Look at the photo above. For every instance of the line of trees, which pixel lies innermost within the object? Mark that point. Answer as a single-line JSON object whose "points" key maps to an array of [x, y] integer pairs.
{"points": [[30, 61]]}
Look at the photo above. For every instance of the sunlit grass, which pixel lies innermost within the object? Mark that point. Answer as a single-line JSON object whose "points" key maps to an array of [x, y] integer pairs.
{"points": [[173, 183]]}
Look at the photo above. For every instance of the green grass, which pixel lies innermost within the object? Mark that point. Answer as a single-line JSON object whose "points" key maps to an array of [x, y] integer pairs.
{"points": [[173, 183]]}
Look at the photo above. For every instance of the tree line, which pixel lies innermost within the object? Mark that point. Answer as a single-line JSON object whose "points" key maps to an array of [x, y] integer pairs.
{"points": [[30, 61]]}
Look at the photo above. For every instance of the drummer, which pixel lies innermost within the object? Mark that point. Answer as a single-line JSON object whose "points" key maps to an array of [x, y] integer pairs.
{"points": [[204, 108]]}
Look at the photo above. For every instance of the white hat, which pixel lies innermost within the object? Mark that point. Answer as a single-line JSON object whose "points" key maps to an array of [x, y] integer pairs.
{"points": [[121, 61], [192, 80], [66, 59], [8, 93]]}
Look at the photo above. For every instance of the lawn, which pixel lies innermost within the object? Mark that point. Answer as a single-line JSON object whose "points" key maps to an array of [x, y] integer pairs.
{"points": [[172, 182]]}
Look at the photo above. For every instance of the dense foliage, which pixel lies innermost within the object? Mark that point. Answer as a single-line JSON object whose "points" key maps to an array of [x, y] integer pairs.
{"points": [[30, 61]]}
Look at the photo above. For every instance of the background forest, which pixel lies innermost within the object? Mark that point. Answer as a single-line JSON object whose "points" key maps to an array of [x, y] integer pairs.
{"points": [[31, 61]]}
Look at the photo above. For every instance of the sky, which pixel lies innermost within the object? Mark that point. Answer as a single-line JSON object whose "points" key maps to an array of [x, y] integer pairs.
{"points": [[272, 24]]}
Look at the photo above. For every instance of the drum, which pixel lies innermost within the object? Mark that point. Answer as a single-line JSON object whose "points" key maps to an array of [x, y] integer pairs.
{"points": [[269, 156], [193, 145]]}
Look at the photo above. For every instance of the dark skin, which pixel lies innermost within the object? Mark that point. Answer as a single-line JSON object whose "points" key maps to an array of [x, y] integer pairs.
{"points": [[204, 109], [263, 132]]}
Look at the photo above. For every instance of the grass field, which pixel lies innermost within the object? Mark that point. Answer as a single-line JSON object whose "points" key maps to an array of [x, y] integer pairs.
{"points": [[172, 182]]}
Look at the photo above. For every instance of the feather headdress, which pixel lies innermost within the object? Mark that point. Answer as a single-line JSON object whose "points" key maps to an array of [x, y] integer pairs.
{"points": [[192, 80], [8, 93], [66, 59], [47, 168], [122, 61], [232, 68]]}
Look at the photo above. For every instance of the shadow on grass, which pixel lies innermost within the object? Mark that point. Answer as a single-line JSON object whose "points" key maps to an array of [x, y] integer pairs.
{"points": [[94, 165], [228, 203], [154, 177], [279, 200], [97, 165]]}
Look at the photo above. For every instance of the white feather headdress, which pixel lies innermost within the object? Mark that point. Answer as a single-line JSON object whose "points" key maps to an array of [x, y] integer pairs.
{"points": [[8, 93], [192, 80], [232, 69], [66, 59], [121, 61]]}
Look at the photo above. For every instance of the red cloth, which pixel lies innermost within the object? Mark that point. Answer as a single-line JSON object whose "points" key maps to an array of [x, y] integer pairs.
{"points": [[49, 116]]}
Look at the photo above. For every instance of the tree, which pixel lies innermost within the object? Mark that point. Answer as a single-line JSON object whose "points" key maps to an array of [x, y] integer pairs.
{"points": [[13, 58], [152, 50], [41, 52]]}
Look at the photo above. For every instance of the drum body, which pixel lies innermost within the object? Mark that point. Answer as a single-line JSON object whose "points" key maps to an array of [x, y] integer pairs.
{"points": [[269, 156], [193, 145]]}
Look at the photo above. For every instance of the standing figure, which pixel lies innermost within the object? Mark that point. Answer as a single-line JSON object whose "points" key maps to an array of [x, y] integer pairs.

■ ■ ■

Print every line of the material above exactly.

Look at the photo above. For every instance of the line of trees, which pixel lies innermost within the object? Mark that point. Answer as a single-line JSON object whose "points" key maps to an array of [x, y] integer pairs.
{"points": [[30, 61]]}
Look at the photo above. For every instance of the sunlit grass, which pixel lies innermost within the object? Mark that point. Answer as a single-line JSON object whose "points" key maps to an array of [x, y] integer pairs.
{"points": [[173, 183]]}
Look at the photo above. For every instance of the green grass, which pixel lies innermost within the object? Mark that point. Answer as a single-line JSON object whose "points" key maps to an array of [x, y] integer pairs.
{"points": [[173, 183]]}
Look at the photo above. For every instance of the tree line, which pixel lies innermost within the object? Mark that point. Answer as a single-line JSON object whose "points" key maps to an array of [x, y] integer pairs.
{"points": [[30, 61]]}
Look at the photo above. For every instance of the drummer, which pixel lies innermost within the object? Mark that point. Answer as a single-line JSON object whose "points" key maps to an array of [x, y] integer pairs.
{"points": [[204, 108]]}
Look at the photo above. For every instance of the white hat, which pixel lies innermost within the object? Mark that point. Answer as a single-line JSON object whose "points" key maps to an array of [x, y] integer pairs.
{"points": [[121, 61], [192, 80], [66, 59], [8, 93]]}
Look at the photo above. For every instance of the lawn, which pixel lies innermost within the object? Mark that point. Answer as a single-line JSON object whose "points" key maps to an array of [x, y] integer pairs.
{"points": [[172, 182]]}
Look at the photo above. For every instance of the dense foliage, which pixel lies innermost within the object? Mark that point. Answer as a single-line JSON object whose "points" key maps to an array of [x, y] integer pairs.
{"points": [[30, 61]]}
Look at the photo above. For every instance of the background forest, which pixel lies innermost within the object? Mark that point. Answer as a single-line JSON object whose "points" key maps to an array of [x, y] integer pairs.
{"points": [[31, 61]]}
Look at the photo above. For every instance of the sky, which pixel lies innermost within the object? Mark that point. Answer as a single-line JSON object whose "points" key maps to an array of [x, y] integer pairs.
{"points": [[272, 24]]}
Look at the photo above. For every instance of the drum, which pixel lies innermost within the object? Mark that point. Answer as a single-line JSON object whose "points" key maps to an array of [x, y] integer pairs.
{"points": [[269, 156], [193, 145]]}
Look at the photo above. For every instance of the dark skin, which pixel lies innermost within the object? Mark that point. Answer as a single-line JSON object whose "points" key maps to an array of [x, y] integer pairs.
{"points": [[204, 109], [263, 132]]}
Look at the photo above. For every instance of the grass field, which pixel lies innermost within the object? Mark that point. Answer as a single-line JSON object whose "points" key maps to an array of [x, y] integer pairs.
{"points": [[172, 182]]}
Look at the photo above. For every instance of the feather headdress, which pixel lies innermost within the object? Mark that point. Answer as a single-line JSON object whose "points" key maps to an array of [x, y] integer pairs.
{"points": [[192, 80], [8, 93], [66, 59], [47, 168], [122, 61], [232, 68]]}
Look at the photo above. For every instance of the shadow on grass, which pixel lies innermost within the object? Mark that point. Answer as a single-line JSON object whose "points" key maps to an array of [x, y] integer pairs.
{"points": [[94, 165], [228, 203], [154, 177], [279, 200], [97, 165]]}
Look at the photo above. For every instance of the white feather headdress, which pixel lies innermost within the object? Mark that point. Answer as a single-line JSON object whose "points" key maps to an array of [x, y] integer pairs.
{"points": [[8, 93], [192, 80], [232, 69], [66, 59], [121, 61]]}
Look at the photo above. For every instance of the red cloth, which pixel lies innermost within the object? Mark that point. Answer as a single-line JSON object whose "points" key maps to an array of [x, y] integer pairs.
{"points": [[49, 116]]}
Look at the photo above. For every instance of the tree, which pixel lies innermost within the object? Mark that point. Answer as a single-line JSON object whose "points" key maps to an array of [x, y] integer pairs.
{"points": [[13, 58], [152, 50], [41, 52]]}
Look at the photo above. For every instance of the drum body, which pixel lies innermost within the object? Mark that point. Answer as a single-line JSON object whose "points" key maps to an array of [x, y] integer pairs.
{"points": [[269, 156], [193, 145]]}
Look at the photo above. For every instance of the standing figure, which pixel lies innermost within the object? Mark that point. Answer as a single-line JSON object whose "points" key maps to an array of [x, y] integer pairs.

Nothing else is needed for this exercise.